## TASK INSTRUCTIONS
Please return, unchanged, the lines of the listing below, starting at the line that contains "Note: point to every instance of the green" and ending after the line that contains "x=308, y=165". Include both of those lines and nothing else.

[Entries from a set of point annotations]
- - -

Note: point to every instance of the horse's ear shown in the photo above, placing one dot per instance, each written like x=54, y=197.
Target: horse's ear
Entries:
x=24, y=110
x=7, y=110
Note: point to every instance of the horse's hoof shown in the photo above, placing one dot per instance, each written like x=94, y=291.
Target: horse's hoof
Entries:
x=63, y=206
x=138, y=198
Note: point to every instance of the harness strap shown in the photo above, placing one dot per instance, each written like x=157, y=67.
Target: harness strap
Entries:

- - -

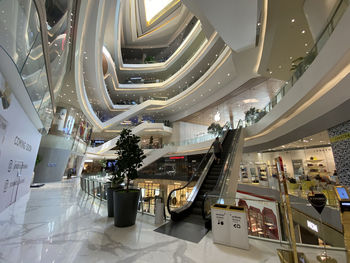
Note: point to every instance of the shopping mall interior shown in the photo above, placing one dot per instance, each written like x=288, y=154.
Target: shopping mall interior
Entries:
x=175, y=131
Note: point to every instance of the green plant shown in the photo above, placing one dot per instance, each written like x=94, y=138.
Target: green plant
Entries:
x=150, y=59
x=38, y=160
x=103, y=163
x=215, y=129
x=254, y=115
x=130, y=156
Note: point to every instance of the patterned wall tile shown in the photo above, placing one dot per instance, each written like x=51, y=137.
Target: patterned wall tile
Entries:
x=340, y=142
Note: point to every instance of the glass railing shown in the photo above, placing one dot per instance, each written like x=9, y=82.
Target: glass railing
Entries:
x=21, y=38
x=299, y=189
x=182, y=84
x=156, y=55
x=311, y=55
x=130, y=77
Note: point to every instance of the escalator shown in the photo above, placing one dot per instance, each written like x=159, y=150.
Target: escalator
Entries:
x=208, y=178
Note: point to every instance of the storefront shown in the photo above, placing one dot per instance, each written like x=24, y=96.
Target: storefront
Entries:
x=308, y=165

- - -

## RESPONSE TO THIS EXERCISE
Note: point to every instance of the green plant shown in the photo above, placing one dot per instance, each written like x=94, y=138.
Target: green plant
Entries:
x=150, y=59
x=38, y=160
x=103, y=163
x=215, y=129
x=254, y=115
x=130, y=156
Note: point to every instance of the patterned wall tile shown in the photo above, placing one dot per instance, each written like x=51, y=137.
Target: patterned wall tile
Entries:
x=340, y=142
Note: point to every instance of the glass railing shown in the photo above, placing one dot per instance, each written like x=9, y=82.
Target: glass railing
Entries:
x=21, y=38
x=299, y=189
x=182, y=84
x=156, y=55
x=311, y=55
x=130, y=77
Note: point to every instance of the escalator shown in the photo above, placing one dot per instance, each written like x=159, y=150.
Target: escalator
Entries:
x=208, y=178
Note: point to every instance of the storefront shown in the photo above, placing one dot per instance, each written like x=24, y=96.
Target: storefront
Entries:
x=308, y=165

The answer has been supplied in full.